Exercise prompt:
Return each line from the items below that contains the string "face".

Items:
........

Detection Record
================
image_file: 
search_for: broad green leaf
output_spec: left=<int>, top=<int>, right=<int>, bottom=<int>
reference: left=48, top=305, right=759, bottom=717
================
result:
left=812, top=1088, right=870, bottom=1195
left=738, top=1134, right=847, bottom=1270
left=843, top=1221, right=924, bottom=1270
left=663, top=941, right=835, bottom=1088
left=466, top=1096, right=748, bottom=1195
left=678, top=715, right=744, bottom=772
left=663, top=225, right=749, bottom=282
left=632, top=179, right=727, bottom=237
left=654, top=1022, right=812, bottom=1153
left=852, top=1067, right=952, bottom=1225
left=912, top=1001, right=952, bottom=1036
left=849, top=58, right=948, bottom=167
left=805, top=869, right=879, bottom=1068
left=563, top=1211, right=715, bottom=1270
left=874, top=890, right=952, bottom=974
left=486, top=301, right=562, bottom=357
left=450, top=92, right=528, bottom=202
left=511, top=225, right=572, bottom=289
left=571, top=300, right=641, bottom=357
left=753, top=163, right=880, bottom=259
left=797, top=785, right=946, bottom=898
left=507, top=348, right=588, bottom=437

........

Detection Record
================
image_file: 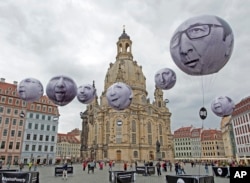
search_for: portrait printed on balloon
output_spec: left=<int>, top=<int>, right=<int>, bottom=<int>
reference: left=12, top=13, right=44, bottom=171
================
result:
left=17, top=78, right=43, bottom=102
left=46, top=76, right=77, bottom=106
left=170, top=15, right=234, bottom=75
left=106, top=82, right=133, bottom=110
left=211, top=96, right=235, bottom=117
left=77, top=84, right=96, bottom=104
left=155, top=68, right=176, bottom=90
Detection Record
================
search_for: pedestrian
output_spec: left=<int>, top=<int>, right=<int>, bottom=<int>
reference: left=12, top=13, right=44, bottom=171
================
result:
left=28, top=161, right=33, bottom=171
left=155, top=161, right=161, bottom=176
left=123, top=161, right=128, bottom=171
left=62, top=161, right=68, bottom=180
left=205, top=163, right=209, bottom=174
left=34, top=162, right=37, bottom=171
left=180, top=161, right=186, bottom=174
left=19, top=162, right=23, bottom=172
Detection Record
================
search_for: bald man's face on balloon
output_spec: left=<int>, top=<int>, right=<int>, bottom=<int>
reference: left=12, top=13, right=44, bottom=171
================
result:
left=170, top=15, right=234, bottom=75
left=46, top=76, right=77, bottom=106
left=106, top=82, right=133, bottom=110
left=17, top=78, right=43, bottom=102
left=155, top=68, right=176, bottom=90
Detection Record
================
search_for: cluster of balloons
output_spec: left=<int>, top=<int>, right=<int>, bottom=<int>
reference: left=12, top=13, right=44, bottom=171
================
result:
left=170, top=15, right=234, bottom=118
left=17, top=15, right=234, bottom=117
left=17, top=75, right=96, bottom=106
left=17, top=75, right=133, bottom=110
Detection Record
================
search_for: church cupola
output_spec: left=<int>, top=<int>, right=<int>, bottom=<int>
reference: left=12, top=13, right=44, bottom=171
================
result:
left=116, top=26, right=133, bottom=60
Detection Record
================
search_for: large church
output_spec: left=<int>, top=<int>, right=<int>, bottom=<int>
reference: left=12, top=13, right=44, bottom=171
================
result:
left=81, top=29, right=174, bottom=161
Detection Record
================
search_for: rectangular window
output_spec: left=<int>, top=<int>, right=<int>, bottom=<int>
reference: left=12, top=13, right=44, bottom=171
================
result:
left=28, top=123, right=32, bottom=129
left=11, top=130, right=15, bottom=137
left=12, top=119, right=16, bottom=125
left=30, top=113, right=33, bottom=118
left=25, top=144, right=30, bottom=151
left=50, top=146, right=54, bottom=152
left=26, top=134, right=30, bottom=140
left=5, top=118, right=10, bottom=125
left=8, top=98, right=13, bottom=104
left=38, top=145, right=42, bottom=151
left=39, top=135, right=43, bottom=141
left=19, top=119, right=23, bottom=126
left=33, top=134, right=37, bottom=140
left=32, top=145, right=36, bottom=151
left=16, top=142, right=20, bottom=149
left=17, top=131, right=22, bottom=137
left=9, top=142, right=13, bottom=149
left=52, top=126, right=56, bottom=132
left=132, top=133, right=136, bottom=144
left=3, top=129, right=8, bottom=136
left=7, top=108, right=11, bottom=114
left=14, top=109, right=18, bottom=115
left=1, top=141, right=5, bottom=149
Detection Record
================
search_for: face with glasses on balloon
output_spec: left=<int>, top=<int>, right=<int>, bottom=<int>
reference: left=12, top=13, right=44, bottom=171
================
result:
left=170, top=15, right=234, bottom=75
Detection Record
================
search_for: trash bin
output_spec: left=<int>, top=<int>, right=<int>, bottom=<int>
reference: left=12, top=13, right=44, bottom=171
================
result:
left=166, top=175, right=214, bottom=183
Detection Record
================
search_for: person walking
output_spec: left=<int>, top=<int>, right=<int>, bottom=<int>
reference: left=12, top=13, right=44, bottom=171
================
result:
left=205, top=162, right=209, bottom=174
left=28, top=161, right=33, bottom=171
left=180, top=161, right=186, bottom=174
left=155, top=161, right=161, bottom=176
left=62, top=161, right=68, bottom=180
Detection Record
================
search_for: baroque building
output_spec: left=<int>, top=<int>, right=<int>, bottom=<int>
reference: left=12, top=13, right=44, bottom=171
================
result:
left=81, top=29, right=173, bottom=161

........

Expected answer:
search_for: bald man's face on balloon
search_for: face with glasses on balloon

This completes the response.